Copy the piece of the celebrity-encounters text below word for word, from "It was totally" up to and including "Sir Ian McKellen!".

> **Given passage**:
┄┄┄┄┄┄

I know, I know, they signed up for it once they decided to become an actor/singer/etc., but it’s gotta get old to have people always bothering you and wanting a photo with you when you’re just trying to have dinner with your family or go to the grocery store.

But still, people do like to hear stories about their encounters with bigwigs in ordinary situations.

AskReddit users talked about dealing with celebrities at their jobs.

Let’s see what they had to say.

1. It was her.

“Amanda Seyfried came into the coffee shop I used to work in.

I made her a coffee and she even complimented me on it!

When I asked if it was her, she said, ‘No but I get that a lot.’

Two days later she posted a photo on Instagram where she was obviously in the same small town.

It was totally her.”

2. Sir Ian.

“I was working at a theatre café trying to get through the usual rush before the show started when I realized I was serving Sir Ian McKellen!

I kept my cool and was disappointed to learn that the guy who was in the bar with me didn’t know who he was!

We both loved Ian’s Ugg boots though.”

3. Please don’t.

“I met Morgan Freeman when he came to my work (a symphony hall) for a show.

He was so nice, he was asking me all these questions about my life, and his voice sounded even better in person.

I held it together pretty well but as I was walking away I said to my coworker (too loudly) “omg I’m gonna pee my pants.”

And he tapped my shoulder and said “please don’t.””

4. We miss him.

“Robin Williams was in town for a performance and was having an issue with his computer.

He brought it in for repair and spent the time waiting hanging out with us, taking pictures, cracking jokes and talking to us.”

5. Hmmm…

“Several years ago I worked at a nice, sit down pizza restaurant.

One night Miley Cyrus (Party in the USA era) and her whole family came in.

I waited on them. When it was time to bring out their pizza I put it on the table and said, “It’s a pizza party in the USA!”

She did not find it as amusing as my coworkers did.”

6. That was nice.

┄┄┄┄┄┄

> **Source excerpt**:

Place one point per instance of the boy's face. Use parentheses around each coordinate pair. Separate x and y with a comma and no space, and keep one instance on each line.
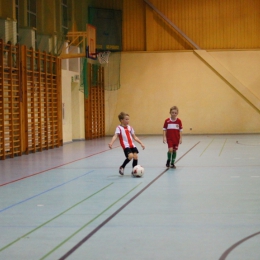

┄┄┄┄┄┄

> **The result**:
It was totally her.”

2. Sir Ian.

“I was working at a theatre café trying to get through the usual rush before the show started when I realized I was serving Sir Ian McKellen!